Saved data entries -
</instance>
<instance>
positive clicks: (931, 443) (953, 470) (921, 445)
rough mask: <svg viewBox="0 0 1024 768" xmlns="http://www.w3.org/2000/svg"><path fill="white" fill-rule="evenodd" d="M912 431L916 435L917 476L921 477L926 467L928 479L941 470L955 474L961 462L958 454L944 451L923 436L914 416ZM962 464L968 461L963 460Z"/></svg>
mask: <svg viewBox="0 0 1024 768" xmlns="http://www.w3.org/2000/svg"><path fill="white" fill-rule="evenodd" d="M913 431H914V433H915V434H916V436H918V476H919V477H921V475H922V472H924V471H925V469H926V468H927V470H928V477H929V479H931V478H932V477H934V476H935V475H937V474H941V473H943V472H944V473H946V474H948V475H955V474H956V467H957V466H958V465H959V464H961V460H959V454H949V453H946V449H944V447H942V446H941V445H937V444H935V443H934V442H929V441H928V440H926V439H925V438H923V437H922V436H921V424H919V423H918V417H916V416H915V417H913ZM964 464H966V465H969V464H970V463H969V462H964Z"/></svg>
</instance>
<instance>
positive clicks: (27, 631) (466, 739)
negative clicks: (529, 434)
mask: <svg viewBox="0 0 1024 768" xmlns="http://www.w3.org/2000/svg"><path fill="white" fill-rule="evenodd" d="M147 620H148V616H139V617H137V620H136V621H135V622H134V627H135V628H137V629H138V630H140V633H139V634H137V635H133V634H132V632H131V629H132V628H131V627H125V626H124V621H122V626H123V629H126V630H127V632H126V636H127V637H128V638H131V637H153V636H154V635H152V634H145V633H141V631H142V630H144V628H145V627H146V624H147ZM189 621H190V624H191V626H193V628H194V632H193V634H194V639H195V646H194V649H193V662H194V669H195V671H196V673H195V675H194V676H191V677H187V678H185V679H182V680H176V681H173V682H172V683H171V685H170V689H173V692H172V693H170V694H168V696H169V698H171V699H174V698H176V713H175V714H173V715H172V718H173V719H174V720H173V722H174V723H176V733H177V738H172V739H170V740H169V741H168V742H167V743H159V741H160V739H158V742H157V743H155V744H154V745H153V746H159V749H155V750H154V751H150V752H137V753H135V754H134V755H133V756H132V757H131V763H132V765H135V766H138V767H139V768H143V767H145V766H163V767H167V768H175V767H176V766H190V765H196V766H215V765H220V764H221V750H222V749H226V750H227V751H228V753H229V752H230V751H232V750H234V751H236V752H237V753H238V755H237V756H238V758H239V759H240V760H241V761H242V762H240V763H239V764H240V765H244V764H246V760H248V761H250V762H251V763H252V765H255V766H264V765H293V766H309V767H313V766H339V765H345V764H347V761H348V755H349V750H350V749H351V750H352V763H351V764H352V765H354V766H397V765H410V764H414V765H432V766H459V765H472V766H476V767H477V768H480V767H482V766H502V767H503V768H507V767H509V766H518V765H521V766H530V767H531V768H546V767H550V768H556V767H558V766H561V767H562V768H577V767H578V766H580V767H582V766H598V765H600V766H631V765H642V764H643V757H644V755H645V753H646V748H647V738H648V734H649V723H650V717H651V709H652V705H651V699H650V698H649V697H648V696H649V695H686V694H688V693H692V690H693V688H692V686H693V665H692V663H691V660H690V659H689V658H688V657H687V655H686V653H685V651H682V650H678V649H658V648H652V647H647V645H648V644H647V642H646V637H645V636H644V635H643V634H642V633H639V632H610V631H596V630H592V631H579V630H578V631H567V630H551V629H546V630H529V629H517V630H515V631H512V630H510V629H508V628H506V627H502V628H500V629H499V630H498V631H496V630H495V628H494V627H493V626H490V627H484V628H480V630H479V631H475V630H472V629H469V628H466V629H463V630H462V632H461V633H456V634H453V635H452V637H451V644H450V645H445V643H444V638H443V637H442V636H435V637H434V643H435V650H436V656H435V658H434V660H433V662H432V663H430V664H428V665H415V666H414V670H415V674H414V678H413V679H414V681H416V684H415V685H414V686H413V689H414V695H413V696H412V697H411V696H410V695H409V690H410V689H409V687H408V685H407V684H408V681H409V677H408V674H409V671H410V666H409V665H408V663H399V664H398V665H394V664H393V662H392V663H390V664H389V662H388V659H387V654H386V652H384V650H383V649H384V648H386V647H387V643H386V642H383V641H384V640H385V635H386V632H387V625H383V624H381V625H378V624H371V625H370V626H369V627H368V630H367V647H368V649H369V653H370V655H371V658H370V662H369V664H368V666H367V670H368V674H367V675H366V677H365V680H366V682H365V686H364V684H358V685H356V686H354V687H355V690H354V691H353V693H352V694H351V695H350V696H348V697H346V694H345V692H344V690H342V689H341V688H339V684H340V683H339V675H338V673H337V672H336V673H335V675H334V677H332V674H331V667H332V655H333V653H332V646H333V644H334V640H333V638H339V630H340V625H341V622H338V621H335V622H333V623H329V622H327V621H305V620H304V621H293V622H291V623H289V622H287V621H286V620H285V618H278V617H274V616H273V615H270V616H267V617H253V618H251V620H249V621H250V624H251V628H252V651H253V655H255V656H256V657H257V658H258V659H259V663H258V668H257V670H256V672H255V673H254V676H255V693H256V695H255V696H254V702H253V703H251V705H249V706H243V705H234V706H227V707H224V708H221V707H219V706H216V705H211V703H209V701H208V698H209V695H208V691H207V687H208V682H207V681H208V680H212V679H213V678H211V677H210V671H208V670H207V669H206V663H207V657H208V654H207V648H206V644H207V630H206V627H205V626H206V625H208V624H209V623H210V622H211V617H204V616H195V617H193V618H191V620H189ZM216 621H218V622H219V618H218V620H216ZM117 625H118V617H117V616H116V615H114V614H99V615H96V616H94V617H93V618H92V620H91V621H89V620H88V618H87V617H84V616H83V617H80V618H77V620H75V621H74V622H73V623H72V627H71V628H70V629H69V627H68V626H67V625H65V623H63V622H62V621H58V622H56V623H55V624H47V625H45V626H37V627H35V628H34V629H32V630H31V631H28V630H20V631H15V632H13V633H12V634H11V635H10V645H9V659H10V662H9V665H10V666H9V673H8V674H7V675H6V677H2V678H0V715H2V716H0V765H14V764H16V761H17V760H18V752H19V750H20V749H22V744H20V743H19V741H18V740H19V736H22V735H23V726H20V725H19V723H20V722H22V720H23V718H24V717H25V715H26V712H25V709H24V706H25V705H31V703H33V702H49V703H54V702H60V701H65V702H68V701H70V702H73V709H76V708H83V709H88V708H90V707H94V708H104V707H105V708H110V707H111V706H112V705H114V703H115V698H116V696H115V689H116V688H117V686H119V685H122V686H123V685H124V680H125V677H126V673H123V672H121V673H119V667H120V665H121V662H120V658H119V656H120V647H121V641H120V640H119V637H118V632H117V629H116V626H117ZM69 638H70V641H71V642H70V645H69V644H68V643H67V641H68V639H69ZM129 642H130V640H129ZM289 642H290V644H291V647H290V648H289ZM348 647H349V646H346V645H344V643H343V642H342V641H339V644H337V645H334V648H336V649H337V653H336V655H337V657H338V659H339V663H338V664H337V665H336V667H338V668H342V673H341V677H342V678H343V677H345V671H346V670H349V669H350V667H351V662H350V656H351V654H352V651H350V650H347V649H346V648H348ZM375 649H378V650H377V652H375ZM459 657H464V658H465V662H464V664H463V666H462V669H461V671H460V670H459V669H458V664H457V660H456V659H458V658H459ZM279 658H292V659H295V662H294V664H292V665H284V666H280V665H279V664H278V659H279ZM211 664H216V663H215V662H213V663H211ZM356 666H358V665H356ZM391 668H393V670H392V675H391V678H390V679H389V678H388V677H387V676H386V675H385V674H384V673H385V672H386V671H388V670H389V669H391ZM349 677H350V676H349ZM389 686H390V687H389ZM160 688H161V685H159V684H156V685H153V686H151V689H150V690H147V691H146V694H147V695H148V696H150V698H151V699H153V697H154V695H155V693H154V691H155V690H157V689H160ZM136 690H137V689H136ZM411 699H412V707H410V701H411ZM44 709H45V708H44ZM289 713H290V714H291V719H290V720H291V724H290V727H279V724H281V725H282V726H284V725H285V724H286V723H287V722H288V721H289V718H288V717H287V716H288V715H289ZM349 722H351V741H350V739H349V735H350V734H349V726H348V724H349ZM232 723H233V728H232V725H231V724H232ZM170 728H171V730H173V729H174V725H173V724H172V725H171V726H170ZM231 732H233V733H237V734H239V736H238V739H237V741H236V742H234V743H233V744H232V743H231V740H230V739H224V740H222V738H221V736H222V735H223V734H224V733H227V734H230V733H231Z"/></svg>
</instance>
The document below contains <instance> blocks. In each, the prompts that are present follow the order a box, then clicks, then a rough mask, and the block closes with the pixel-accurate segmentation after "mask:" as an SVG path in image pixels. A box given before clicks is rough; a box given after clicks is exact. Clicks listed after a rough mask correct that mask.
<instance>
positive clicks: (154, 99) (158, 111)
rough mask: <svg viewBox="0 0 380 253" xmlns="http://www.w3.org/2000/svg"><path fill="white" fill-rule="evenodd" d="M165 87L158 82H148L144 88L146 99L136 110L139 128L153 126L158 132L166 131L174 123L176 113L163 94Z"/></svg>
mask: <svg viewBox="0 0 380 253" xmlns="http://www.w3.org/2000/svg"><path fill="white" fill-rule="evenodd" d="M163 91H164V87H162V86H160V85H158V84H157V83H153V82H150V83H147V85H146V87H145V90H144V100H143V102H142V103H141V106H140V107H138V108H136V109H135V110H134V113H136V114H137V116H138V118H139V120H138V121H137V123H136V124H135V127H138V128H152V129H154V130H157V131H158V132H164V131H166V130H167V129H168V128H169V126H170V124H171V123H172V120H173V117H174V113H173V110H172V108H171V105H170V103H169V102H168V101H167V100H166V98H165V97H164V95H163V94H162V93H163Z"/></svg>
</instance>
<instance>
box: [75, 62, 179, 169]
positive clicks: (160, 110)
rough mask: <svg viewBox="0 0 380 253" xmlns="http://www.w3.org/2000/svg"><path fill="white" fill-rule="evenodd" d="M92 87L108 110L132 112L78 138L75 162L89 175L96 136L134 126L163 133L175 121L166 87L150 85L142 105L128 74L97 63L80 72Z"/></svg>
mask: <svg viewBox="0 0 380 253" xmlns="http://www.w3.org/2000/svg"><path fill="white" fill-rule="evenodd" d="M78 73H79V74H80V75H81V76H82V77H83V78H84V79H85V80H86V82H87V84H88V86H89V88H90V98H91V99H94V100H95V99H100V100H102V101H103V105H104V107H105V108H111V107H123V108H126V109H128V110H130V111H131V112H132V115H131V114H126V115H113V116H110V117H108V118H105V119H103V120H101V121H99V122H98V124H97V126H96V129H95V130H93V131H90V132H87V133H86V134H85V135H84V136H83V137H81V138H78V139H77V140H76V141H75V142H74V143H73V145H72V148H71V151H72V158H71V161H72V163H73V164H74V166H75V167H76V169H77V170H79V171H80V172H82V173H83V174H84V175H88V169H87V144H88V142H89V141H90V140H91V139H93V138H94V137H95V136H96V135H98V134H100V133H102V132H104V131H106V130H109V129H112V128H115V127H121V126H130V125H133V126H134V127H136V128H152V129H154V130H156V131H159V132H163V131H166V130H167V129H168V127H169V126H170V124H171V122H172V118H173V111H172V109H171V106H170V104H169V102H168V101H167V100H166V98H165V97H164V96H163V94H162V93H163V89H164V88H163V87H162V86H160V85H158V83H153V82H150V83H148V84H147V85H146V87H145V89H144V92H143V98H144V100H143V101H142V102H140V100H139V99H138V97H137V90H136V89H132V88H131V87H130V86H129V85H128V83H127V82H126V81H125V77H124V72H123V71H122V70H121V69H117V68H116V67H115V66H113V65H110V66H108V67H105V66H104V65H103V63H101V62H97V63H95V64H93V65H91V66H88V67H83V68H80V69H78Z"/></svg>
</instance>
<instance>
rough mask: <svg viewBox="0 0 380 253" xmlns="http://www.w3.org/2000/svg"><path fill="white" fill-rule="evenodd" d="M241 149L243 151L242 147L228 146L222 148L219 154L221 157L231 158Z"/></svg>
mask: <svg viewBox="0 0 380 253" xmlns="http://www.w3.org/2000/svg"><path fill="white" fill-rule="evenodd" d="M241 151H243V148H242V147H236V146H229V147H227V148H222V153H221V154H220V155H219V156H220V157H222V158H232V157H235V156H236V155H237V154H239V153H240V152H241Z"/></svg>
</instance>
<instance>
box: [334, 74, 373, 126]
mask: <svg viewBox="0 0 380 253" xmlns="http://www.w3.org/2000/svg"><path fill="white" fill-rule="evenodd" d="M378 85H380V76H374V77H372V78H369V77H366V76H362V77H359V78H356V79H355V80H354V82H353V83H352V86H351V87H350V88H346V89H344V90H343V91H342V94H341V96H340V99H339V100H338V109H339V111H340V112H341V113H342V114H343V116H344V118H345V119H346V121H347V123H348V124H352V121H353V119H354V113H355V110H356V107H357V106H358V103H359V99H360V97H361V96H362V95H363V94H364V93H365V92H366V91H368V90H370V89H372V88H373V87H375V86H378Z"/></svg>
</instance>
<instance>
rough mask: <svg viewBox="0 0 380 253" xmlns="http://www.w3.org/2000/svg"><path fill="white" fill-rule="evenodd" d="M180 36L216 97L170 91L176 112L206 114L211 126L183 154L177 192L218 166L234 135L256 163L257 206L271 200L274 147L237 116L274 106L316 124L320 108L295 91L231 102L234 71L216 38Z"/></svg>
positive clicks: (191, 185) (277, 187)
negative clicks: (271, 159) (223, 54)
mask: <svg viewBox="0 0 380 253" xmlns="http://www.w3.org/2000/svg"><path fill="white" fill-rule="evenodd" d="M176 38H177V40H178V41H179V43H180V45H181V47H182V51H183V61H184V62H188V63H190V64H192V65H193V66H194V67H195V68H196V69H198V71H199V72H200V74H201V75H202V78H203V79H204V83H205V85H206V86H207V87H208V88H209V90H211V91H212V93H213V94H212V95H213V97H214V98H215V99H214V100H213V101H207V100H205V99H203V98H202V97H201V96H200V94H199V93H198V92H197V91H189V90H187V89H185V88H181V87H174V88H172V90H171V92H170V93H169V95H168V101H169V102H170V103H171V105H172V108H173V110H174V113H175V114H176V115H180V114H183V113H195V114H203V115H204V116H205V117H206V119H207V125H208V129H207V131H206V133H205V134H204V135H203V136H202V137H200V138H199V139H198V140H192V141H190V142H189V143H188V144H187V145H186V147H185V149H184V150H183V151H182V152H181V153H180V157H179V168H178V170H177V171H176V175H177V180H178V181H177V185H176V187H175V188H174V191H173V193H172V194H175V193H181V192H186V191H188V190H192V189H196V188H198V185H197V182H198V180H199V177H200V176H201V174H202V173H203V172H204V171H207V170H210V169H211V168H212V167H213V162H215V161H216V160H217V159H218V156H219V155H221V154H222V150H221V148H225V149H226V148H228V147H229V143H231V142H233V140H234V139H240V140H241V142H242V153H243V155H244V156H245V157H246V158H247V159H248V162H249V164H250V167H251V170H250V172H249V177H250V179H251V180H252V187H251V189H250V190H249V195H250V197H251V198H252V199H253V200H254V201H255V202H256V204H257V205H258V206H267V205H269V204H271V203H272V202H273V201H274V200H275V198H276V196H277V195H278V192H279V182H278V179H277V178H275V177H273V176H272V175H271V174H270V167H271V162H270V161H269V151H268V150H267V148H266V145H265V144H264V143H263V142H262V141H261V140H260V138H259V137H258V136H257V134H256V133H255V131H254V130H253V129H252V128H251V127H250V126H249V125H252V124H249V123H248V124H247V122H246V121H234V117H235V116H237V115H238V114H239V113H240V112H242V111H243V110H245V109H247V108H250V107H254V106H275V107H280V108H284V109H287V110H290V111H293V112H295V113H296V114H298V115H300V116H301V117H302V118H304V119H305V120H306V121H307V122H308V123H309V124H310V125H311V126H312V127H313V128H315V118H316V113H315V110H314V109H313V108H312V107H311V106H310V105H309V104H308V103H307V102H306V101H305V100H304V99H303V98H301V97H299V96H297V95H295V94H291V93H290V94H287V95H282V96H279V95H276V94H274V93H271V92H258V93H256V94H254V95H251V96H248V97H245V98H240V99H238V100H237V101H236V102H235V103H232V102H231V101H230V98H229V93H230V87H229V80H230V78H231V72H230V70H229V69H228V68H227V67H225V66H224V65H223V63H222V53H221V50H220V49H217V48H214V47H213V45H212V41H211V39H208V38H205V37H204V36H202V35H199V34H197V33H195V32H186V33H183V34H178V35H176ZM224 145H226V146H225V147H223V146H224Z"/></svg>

EXERCISE INSTRUCTIONS - Return every line of the records above that contains the string "positive", treating uppercase and lowercase letters as different.

SOLUTION FOR THIS TASK -
positive clicks: (931, 443) (953, 470) (921, 445)
positive clicks: (27, 631) (466, 739)
positive clicks: (154, 99) (158, 111)
positive clicks: (160, 110)
positive clicks: (191, 185) (277, 187)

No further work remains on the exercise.